EXERCISE OBJECTIVE:
From the text below on the Brisbane Airport International Terminal redevelopment, write down the passage that opens with the words containing "Visibility or access" and closes with "during the works.", copying it word for word.

Overall, the redevelopment has achieved a significant increase in productivity and revenue from the retail space, provides a greater breadth of product choice that can be tailored to multiple customer groups and the walk-through Duty Free concept provides 100% passenger penetration.
As an international airport operating 24/7, servicing more than 5 million international and 17 million domestic passengers each year, it was essential the terminal remain functional throughout the construction period with little disruption to travellers. The project was rolled out in stages with considerable planning and communication with all stakeholders ahead of each stage.
Visibility or access to retail stores or food and beverage tenancies was not blocked and additional signage provided easy passage around the airport with information display boards detailing the new improvements during construction. Consequently, all current retail and dining services continued to operate during normal trading hours while the renovations took place, while new retail, dining, relaxation and play areas were steadily introduced during the works.
Great effort was taken to make sure the terminal did not look like a construction site (even during the G20 Summit in November 2014 when many world dignitaries came through the terminal). Work took place during the quiet times of the day, with major construction scheduled late at night and early in the morning. Nevertheless construction posed many challenges including keeping noise, vibrations and dust to a minimum (for example, special noise buffer rooms were built for certain tasks such as cutting tiles), security processes had to be maintained, requiring all building materials and tools to be individually scanned (or signed in and out) before being taken into the secure zone, hundreds of contracted staff working on the project needed special clearance and ID to work in the sterile area, yet there was no impact to passenger check-in, screening and security processes.
The Brisbane Airport International Terminal redevelopment set out to provide a unique, world-class experience for passengers and airlines to leverage the city’s ability to attract international carriers, visitors and world class events in the future. Since the project’s completion, is has been recognised with the Queensland Property Council’s Award for Excellence in Design, new airlines have launched direct routes from Brisbane to the world and several airlines have increased flight services and upgraded passenger lounges.
The redevelopment has been done in such a way that it will retain its relevance and beauty for many years to come and the layout for dwell areas, retail and food and beverage zones provides enough capacity to cater for passenger numbers now and well into the future.

PROVIDED DATA:
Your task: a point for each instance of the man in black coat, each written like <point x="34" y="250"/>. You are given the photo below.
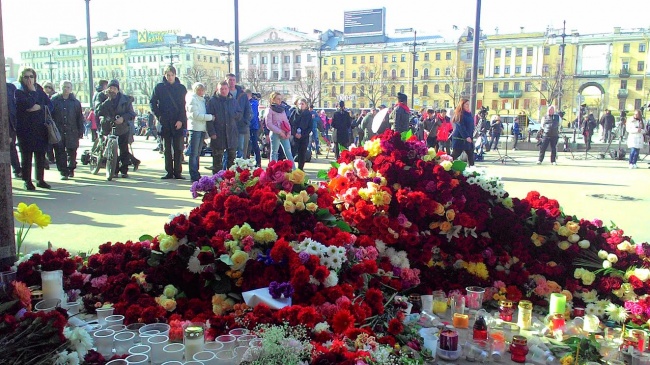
<point x="342" y="123"/>
<point x="13" y="153"/>
<point x="168" y="104"/>
<point x="69" y="118"/>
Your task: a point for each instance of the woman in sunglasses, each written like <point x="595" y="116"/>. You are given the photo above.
<point x="31" y="102"/>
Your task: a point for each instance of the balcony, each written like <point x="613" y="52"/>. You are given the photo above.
<point x="506" y="94"/>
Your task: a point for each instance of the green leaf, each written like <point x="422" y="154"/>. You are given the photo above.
<point x="145" y="237"/>
<point x="322" y="174"/>
<point x="343" y="226"/>
<point x="459" y="165"/>
<point x="226" y="259"/>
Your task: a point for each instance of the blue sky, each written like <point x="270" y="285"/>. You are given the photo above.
<point x="25" y="20"/>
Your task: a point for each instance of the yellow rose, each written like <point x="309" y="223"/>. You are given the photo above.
<point x="239" y="259"/>
<point x="170" y="291"/>
<point x="312" y="207"/>
<point x="451" y="214"/>
<point x="573" y="227"/>
<point x="297" y="176"/>
<point x="289" y="206"/>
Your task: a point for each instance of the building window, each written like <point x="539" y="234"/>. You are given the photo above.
<point x="528" y="86"/>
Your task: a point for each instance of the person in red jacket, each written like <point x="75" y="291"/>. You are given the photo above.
<point x="444" y="131"/>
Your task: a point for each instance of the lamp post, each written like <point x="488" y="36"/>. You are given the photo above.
<point x="414" y="53"/>
<point x="90" y="55"/>
<point x="50" y="64"/>
<point x="319" y="53"/>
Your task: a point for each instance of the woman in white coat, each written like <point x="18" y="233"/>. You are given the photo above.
<point x="196" y="125"/>
<point x="635" y="131"/>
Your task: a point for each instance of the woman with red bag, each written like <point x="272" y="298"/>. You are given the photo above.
<point x="278" y="123"/>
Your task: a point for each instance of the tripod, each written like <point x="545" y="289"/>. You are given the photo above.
<point x="505" y="157"/>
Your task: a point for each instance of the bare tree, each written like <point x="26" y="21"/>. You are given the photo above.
<point x="309" y="87"/>
<point x="256" y="78"/>
<point x="372" y="83"/>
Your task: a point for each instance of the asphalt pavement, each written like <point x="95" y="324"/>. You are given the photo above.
<point x="88" y="211"/>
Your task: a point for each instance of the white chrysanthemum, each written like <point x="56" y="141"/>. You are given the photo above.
<point x="331" y="280"/>
<point x="194" y="265"/>
<point x="80" y="340"/>
<point x="616" y="312"/>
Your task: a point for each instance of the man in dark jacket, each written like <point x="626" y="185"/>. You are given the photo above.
<point x="400" y="115"/>
<point x="13" y="153"/>
<point x="168" y="104"/>
<point x="244" y="106"/>
<point x="607" y="121"/>
<point x="69" y="118"/>
<point x="223" y="131"/>
<point x="116" y="110"/>
<point x="341" y="122"/>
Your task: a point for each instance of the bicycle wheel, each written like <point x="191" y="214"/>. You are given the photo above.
<point x="111" y="159"/>
<point x="95" y="157"/>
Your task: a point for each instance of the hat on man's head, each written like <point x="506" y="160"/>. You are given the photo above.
<point x="114" y="83"/>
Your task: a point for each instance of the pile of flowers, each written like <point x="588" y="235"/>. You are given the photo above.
<point x="391" y="218"/>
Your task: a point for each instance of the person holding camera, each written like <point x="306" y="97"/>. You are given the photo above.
<point x="551" y="134"/>
<point x="116" y="109"/>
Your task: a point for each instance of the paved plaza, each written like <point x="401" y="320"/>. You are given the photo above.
<point x="88" y="210"/>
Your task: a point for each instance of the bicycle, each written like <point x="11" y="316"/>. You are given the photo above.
<point x="104" y="153"/>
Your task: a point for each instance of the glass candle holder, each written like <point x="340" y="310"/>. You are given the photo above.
<point x="193" y="339"/>
<point x="474" y="296"/>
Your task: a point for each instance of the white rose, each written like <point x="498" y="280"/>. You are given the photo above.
<point x="584" y="244"/>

RESPONSE BELOW:
Visibility or access to retail stores or food and beverage tenancies was not blocked and additional signage provided easy passage around the airport with information display boards detailing the new improvements during construction. Consequently, all current retail and dining services continued to operate during normal trading hours while the renovations took place, while new retail, dining, relaxation and play areas were steadily introduced during the works.